(Point annotation records)
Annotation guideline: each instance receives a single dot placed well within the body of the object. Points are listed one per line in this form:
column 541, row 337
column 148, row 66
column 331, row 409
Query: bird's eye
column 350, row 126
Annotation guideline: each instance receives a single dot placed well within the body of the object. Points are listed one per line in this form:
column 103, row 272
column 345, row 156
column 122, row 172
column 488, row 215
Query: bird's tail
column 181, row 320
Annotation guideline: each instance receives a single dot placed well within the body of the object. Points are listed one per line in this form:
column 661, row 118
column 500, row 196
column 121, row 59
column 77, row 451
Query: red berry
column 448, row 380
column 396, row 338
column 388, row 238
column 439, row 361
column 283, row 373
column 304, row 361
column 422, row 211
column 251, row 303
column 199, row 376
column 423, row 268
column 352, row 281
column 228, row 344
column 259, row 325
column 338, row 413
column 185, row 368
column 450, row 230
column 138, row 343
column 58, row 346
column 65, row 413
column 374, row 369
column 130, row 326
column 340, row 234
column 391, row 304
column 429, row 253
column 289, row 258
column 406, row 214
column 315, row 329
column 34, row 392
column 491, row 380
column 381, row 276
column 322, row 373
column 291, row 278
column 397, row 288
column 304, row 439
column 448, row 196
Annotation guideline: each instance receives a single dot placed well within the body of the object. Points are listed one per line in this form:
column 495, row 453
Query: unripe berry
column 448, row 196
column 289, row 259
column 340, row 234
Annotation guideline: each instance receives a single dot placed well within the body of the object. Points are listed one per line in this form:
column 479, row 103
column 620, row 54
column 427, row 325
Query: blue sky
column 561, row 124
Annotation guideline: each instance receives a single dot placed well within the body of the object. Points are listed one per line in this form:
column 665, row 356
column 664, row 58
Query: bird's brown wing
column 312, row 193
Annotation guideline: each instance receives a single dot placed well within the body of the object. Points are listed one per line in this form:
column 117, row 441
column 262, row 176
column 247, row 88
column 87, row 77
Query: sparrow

Task: Reproduce the entire listing above, substituting "Target" for every occurrence of "Query" and keeping everything else the same.

Solution to this problem:
Annotation guideline: each instance receives a single dot placed well within the body of the object. Points are listed one per line in this form:
column 541, row 337
column 148, row 66
column 331, row 409
Target: bird's eye
column 350, row 126
Annotation guideline: each instance receives a single dot placed well within the body of the object. Points are listed one per line in this form:
column 103, row 272
column 345, row 156
column 122, row 172
column 488, row 215
Target: bird's tail
column 181, row 320
Annotation guideline: each instance receives a single dot placed well within the body of the object. Points are listed one per line in this form:
column 661, row 118
column 500, row 196
column 121, row 59
column 77, row 451
Target: red berry
column 448, row 380
column 396, row 338
column 388, row 238
column 439, row 361
column 283, row 373
column 304, row 361
column 422, row 211
column 251, row 303
column 199, row 376
column 423, row 268
column 352, row 281
column 228, row 344
column 259, row 325
column 338, row 413
column 185, row 368
column 450, row 230
column 138, row 343
column 58, row 346
column 65, row 413
column 374, row 369
column 130, row 326
column 340, row 234
column 391, row 304
column 429, row 253
column 289, row 258
column 406, row 214
column 315, row 329
column 34, row 392
column 491, row 380
column 381, row 276
column 322, row 373
column 291, row 278
column 397, row 288
column 304, row 439
column 448, row 196
Annotation guideline: each instance receives a single dot placed well within the body of the object. Points are listed one per line in this form:
column 495, row 453
Target: unripe berry
column 448, row 196
column 289, row 259
column 340, row 234
Annotation guideline: each instance receives a single dot placed well within the body of the object. Points are listed one per line in this form:
column 479, row 103
column 620, row 54
column 427, row 325
Target: blue sky
column 561, row 124
Annotation guideline: each instance receives a single dot placed well within the body of the object. Points are listed one per line in this form:
column 665, row 356
column 664, row 58
Target: bird's brown wing
column 312, row 193
Annotation guideline: each instance receives a single dot placed well within the body of the object. Points are listed one per line in this form:
column 117, row 441
column 262, row 176
column 247, row 88
column 87, row 77
Target: sparrow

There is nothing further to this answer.